_Aim_
Count the lines in the records that contain the string "mast", and give only that number.

Lines of data

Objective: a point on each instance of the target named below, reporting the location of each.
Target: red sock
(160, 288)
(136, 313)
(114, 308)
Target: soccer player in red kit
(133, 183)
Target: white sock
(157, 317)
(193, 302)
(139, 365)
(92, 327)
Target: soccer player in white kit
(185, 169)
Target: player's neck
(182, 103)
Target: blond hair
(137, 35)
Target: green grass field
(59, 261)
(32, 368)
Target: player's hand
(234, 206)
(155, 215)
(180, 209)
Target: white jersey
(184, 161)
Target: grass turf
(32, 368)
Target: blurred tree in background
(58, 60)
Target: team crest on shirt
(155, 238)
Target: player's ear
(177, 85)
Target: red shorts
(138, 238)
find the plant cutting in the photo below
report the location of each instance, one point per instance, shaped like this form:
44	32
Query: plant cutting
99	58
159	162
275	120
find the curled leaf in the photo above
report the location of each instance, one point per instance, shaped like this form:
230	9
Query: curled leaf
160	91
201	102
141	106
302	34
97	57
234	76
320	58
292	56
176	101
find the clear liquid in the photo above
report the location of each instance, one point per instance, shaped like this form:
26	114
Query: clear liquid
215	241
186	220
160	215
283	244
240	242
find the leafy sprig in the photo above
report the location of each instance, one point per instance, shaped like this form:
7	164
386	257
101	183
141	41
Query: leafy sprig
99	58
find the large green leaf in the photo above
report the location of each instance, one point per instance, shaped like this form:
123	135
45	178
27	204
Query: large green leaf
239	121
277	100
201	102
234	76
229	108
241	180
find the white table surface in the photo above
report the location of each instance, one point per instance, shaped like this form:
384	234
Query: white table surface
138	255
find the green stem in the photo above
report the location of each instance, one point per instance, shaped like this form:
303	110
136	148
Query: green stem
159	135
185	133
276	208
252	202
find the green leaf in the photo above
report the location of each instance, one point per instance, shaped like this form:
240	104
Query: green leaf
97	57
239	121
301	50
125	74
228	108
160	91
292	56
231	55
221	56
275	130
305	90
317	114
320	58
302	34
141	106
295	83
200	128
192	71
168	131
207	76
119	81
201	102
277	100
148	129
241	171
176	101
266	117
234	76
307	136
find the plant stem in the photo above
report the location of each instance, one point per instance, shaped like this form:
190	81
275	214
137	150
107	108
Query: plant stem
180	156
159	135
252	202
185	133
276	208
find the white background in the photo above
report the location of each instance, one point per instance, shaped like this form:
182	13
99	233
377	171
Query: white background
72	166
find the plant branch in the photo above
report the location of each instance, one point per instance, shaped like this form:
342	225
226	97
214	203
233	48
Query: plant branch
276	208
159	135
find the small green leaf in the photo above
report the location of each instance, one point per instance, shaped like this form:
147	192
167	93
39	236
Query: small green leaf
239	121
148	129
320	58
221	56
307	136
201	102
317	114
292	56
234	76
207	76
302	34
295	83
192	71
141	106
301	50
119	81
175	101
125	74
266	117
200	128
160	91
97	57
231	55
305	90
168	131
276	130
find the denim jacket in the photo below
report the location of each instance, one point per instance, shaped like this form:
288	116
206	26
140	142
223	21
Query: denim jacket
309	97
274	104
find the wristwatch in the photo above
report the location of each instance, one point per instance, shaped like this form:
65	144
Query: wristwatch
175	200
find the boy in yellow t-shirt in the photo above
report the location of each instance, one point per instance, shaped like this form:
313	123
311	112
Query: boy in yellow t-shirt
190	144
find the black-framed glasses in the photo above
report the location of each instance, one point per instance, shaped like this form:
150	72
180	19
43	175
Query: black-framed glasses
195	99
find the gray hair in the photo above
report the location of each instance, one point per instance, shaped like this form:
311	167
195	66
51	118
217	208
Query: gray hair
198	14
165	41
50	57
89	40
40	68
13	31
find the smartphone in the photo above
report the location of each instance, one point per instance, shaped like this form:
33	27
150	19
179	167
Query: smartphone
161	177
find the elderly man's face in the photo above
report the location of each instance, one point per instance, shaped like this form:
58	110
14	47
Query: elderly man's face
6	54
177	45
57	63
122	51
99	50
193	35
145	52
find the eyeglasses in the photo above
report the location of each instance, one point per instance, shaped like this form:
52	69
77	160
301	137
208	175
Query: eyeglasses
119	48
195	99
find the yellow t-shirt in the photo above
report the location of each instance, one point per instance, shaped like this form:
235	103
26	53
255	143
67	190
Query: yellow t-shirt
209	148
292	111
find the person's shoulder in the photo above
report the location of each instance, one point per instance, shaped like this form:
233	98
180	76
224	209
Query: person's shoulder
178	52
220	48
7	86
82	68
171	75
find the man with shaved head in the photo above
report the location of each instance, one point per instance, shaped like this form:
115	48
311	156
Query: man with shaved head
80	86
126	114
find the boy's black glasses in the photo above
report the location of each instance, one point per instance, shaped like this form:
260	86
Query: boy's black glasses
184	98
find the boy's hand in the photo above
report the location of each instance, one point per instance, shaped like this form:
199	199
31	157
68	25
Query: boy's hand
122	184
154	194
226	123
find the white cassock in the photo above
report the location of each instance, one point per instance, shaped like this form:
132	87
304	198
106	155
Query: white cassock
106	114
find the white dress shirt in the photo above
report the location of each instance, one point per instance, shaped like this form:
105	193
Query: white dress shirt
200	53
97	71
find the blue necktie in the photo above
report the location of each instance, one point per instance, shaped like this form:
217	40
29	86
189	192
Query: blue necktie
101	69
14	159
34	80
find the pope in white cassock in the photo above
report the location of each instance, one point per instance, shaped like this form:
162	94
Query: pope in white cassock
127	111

--

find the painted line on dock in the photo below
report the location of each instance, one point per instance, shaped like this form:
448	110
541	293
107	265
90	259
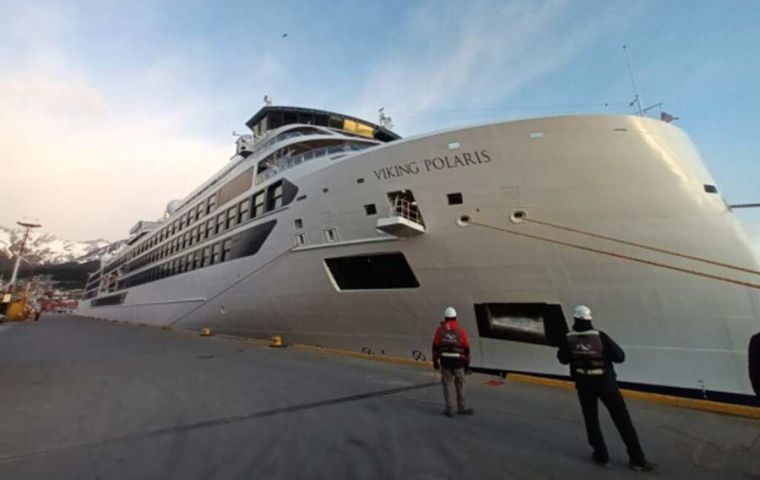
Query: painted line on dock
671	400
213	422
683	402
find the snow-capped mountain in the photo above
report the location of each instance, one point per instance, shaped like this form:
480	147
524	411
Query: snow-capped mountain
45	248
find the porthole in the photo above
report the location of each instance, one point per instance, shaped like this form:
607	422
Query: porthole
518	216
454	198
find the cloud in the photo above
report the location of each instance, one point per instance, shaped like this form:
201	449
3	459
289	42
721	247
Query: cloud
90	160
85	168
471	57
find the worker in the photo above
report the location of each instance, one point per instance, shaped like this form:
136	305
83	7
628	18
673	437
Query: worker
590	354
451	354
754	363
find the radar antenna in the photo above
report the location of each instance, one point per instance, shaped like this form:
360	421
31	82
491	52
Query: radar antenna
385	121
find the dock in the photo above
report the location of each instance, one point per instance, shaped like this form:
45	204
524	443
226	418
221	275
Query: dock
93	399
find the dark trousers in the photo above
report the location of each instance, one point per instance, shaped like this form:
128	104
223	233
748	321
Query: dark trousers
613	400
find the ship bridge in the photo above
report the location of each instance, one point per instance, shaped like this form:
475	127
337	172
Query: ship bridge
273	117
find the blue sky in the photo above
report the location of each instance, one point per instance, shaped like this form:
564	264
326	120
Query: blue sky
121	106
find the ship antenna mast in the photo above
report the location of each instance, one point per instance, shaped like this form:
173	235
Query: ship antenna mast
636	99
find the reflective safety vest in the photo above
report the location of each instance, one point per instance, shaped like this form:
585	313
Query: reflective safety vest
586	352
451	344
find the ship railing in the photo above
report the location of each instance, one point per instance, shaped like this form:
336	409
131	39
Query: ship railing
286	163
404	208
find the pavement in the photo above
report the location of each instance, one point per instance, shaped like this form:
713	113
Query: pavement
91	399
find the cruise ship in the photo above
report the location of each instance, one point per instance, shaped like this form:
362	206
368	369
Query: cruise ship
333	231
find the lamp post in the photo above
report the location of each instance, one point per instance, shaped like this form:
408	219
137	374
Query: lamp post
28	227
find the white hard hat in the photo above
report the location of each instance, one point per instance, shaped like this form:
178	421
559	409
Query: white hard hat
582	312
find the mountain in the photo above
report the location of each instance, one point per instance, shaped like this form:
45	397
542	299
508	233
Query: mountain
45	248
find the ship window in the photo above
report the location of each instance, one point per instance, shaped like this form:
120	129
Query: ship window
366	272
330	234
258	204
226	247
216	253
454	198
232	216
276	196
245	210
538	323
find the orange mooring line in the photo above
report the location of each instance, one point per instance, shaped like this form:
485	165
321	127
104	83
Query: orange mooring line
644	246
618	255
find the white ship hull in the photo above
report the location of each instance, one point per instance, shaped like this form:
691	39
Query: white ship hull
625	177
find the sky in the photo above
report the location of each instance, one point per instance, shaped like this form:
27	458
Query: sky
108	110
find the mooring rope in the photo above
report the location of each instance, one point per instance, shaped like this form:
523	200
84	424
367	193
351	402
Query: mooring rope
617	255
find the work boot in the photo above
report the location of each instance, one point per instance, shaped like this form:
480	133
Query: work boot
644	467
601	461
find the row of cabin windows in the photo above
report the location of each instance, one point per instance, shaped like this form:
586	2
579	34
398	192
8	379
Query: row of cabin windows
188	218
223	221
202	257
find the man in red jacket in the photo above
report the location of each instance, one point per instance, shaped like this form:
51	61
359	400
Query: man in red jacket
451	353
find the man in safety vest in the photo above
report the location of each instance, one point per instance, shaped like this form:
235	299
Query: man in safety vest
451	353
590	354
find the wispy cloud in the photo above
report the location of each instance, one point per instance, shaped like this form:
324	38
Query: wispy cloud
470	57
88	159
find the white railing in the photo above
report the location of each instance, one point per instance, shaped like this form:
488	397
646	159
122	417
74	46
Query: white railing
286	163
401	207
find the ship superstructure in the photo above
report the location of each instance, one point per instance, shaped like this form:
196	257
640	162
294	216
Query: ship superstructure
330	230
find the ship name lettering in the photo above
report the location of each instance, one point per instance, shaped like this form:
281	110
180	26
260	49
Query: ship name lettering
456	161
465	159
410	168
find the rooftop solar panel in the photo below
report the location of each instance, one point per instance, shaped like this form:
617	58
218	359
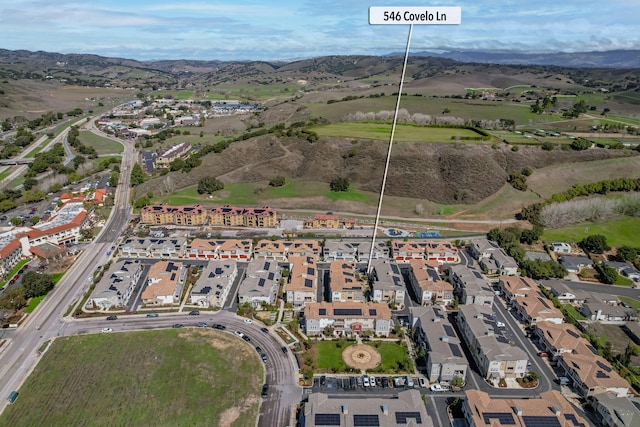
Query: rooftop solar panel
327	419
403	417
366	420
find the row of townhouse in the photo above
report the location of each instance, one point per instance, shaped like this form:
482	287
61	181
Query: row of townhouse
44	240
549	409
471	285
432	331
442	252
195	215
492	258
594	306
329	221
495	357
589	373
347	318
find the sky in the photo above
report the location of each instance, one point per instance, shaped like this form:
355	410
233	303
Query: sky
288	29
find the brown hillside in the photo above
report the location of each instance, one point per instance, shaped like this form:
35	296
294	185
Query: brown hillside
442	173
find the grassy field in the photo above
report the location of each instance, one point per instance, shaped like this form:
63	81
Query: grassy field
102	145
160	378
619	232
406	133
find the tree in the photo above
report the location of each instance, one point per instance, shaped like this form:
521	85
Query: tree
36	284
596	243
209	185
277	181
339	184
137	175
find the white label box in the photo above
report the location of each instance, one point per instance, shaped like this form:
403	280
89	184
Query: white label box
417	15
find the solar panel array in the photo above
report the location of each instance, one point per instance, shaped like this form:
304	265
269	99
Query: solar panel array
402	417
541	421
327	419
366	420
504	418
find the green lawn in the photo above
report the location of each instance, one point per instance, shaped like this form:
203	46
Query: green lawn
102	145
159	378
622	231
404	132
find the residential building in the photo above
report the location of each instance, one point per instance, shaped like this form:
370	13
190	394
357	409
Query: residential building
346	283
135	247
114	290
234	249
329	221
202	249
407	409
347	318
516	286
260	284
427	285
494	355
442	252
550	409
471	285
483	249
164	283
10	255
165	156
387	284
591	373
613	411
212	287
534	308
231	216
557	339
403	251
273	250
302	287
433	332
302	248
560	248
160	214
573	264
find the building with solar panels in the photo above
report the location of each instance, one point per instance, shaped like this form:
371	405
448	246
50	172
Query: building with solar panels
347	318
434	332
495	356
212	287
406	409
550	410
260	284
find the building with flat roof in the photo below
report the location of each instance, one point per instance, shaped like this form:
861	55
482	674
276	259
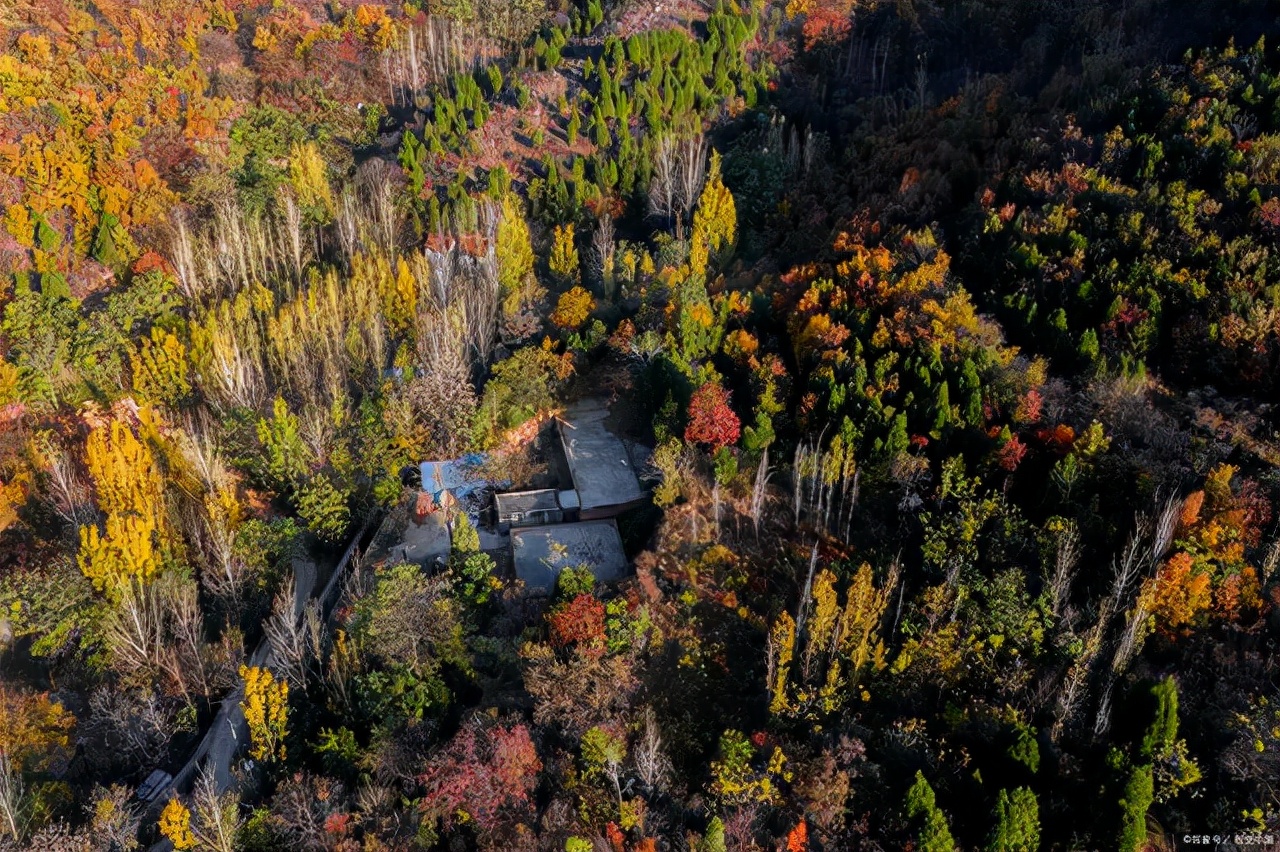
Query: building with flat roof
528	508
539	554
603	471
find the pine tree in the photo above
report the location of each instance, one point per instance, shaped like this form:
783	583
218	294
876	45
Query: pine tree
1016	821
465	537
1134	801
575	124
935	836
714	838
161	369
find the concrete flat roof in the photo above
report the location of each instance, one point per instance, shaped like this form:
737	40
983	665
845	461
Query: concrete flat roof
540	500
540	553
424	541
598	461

_Full solution_
2